EXERCISE: Retype each of the records below exactly, leaving the pictures out.

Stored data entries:
--------------------
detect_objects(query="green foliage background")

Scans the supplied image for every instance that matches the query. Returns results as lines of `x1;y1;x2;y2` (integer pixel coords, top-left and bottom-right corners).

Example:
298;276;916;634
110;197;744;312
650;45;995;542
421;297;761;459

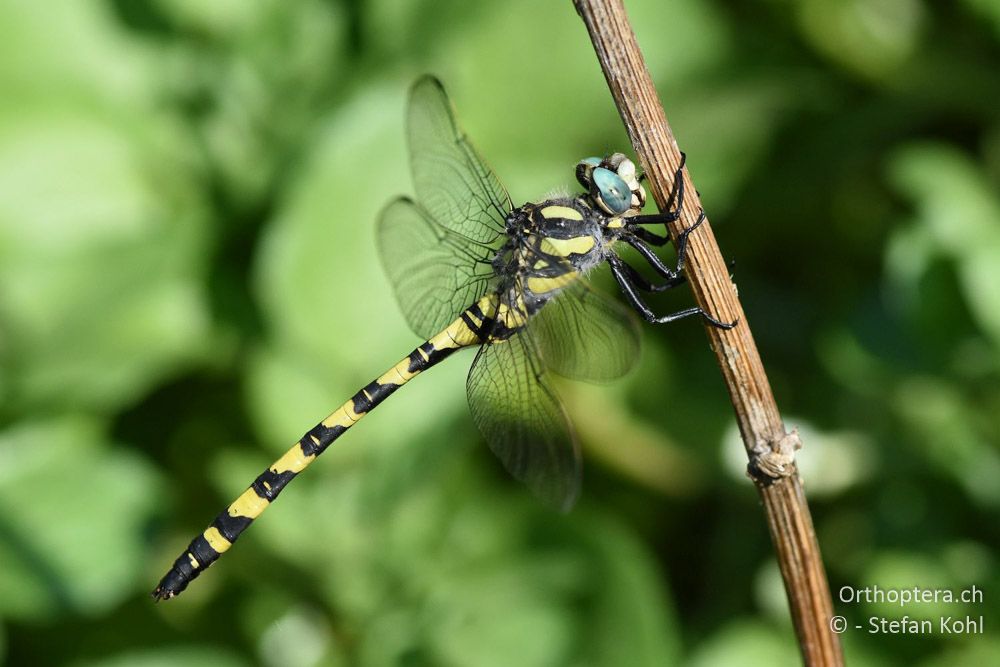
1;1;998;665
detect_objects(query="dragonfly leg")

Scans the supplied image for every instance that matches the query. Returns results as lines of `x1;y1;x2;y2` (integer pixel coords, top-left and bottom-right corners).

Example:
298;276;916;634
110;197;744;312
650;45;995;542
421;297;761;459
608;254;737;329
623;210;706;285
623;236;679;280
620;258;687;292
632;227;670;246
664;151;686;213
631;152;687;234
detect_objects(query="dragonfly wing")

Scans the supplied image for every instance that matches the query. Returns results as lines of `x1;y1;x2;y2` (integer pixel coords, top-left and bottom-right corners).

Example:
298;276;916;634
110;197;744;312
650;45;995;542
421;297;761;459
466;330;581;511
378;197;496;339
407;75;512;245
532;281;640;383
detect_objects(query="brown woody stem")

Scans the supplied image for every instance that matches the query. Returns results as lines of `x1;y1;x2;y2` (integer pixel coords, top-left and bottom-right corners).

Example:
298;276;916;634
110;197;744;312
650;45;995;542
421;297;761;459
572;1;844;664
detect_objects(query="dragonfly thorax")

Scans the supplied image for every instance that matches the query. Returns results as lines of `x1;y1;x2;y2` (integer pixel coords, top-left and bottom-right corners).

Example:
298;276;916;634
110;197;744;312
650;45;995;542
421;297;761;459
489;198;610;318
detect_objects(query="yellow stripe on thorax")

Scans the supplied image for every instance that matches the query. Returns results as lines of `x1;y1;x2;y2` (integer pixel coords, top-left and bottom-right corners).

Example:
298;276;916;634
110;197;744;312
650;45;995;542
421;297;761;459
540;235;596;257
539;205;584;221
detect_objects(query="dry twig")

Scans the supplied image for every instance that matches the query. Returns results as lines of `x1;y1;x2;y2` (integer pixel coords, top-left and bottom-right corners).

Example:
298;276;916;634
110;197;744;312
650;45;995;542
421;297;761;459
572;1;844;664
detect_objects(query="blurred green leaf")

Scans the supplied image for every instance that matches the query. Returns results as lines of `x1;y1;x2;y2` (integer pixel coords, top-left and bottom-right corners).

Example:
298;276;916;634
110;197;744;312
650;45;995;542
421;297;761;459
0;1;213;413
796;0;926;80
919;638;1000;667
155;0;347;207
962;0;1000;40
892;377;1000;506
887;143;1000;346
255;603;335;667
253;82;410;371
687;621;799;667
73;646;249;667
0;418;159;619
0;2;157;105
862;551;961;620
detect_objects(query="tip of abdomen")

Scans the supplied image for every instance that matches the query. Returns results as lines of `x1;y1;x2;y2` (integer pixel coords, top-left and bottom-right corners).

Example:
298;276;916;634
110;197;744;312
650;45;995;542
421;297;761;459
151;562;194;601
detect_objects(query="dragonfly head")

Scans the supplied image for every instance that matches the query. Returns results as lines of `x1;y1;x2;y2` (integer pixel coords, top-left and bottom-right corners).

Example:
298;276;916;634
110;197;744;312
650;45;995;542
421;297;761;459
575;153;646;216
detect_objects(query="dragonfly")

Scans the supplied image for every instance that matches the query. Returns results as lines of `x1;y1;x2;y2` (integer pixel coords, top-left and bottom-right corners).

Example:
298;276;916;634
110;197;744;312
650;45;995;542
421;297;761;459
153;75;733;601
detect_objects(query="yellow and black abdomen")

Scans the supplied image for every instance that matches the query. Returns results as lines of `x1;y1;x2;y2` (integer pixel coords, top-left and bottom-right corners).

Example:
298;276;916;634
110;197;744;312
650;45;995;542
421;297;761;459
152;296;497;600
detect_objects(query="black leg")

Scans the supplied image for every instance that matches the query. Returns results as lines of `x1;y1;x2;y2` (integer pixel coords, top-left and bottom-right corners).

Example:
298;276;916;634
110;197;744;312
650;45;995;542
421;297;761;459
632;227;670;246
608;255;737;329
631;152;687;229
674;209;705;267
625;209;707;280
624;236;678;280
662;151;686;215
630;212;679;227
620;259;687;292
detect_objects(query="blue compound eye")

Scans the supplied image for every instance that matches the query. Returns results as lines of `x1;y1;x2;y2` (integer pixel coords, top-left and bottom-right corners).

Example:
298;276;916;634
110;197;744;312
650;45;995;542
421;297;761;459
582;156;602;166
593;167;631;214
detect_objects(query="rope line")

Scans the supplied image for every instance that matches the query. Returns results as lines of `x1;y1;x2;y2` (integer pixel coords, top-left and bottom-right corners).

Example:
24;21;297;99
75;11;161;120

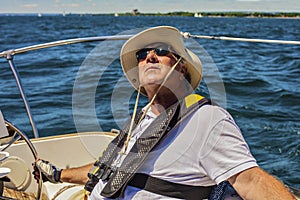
--------------------
RESULT OF THE EXERCISE:
detect_objects(query="green foliage background")

Scans the supplied image for every instance that matches the query. Returns results as lines of `x1;y1;x2;y2` (integer pixel coords, top-left and bottom-right corners).

Example:
298;276;916;634
110;197;744;312
650;45;995;542
421;297;761;459

1;1;998;665
detect_objects(query="dragonfly leg")

Scans the supplied image for every instance that matches the query. Returns results as lines of `x1;y1;x2;y2` (integer pixel coords, top-left and bottom-right corners).

Example:
298;276;916;634
110;197;744;312
650;45;995;542
421;297;761;459
608;254;737;329
623;210;706;285
623;236;679;280
620;258;687;292
632;227;670;246
664;151;686;213
631;152;687;234
detect_objects(query="dragonfly wing")

Scans the supplied image for every instance that matches the query. Returns results as lines of `x1;y1;x2;y2` (integer pixel coords, top-left and bottom-right corners).

Example:
298;276;916;634
110;197;744;312
650;45;995;542
421;297;761;459
466;330;581;511
378;197;496;339
407;75;512;245
532;281;640;383
detect_objects(query="brown woody stem")

Scans the supplied image for every instance that matches the query. Returns results as lines of `x1;y1;x2;y2` (integer pixel coords, top-left and bottom-right corners).

Example:
298;276;916;634
110;197;744;312
650;45;995;542
421;297;761;459
572;1;844;664
detect_objects(query="dragonfly thorax")

Scans the supplied image for every instance that matches the query. Returns results as lines of `x1;y1;x2;y2` (integer pixel coords, top-left and bottom-right corners).

Example:
298;276;916;634
110;197;744;312
650;45;995;542
421;297;761;459
489;198;610;318
detect_objects(query="yellow stripe on thorax")

Scans the supplied image for every instance that matches the query. Returns results as lines of `x1;y1;x2;y2` (integer pixel coords, top-left and bottom-right corners).

Example:
298;276;916;634
110;197;744;312
650;45;995;542
421;297;761;459
540;235;596;257
539;205;584;221
detect_objects(query="dry twig")

Scans the supplied image for every instance that matches the query. Returns results as lines of `x1;y1;x2;y2` (integer pixel coords, top-left and bottom-right corners).

Example:
298;276;916;634
110;197;744;312
650;45;995;542
421;297;761;459
572;1;844;664
detect_objects(query="blurred green leaf")

Scans the supplied image for every instance that matches the query. Returns results as lines of `x1;y1;x2;y2` (integer pixel coords, top-left and bottom-right corners).

Example:
298;276;916;634
110;197;744;312
650;45;995;542
421;297;761;459
0;1;213;413
796;0;926;80
919;638;1000;667
155;0;347;207
962;0;1000;40
892;377;1000;506
887;143;1000;346
255;603;335;667
253;82;410;371
687;621;799;667
73;646;249;667
0;418;159;619
0;2;157;105
862;551;961;620
detect_objects(query="tip of abdomen")

Scans the supplied image for every instance that matches the query. Returns results as lines of `x1;y1;x2;y2` (integer pixel coords, top-left and bottom-right corners).

Example:
298;276;916;634
110;197;744;312
650;45;995;542
421;297;761;459
151;562;194;601
detect_objects(query="dragonfly head")

Scans the supplied image for every instance that matches the query. Returns results as lines of `x1;y1;x2;y2` (integer pixel coords, top-left and bottom-right corners).

Example:
298;276;916;634
110;197;744;312
650;45;995;542
421;297;761;459
575;153;646;216
detect_objects(query="dragonfly")

Scans the supplied image for every instance that matches the query. Returns results as lines of `x1;y1;x2;y2` (integer pixel coords, top-left and bottom-right corners).

Example:
298;276;916;634
110;197;744;312
650;45;995;542
421;297;761;459
153;75;733;601
detect_objects(query="yellow and black abdomen")

Scans the supplied image for every instance that matches the query. Returns results as lines of `x1;y1;x2;y2` (integer pixel coords, top-left and bottom-right corners).

Example:
298;276;916;634
110;197;744;312
650;45;995;542
421;297;761;459
152;296;497;600
detect_objects(query="black leg")

Scans the supplied image for every instance that matches the query. Returns results as lines of `x1;y1;x2;y2` (integer pixel coords, top-left and bottom-right corners).

Example:
298;276;916;634
110;197;744;312
650;45;995;542
421;297;761;459
632;227;670;246
608;255;737;329
631;152;687;229
674;209;705;267
625;209;707;280
624;236;678;280
662;151;686;215
630;212;679;227
620;259;687;292
detect_objects(query="blue compound eye")

Scans the supplied image for every instance that matches the query. Returns results as lines of `x1;y1;x2;y2` (integer pixel coords, top-left and bottom-right corners).

Example:
298;276;916;634
110;197;744;312
650;45;995;542
421;297;761;459
582;156;602;166
593;167;631;214
detect_objects(query="rope line")

Scans the supplied image for every instance that matches the query. Returns results as lines of `x1;y1;x2;y2` (integer pixel coords, top-left and bottom-right corners).

Example:
24;21;297;99
75;11;161;120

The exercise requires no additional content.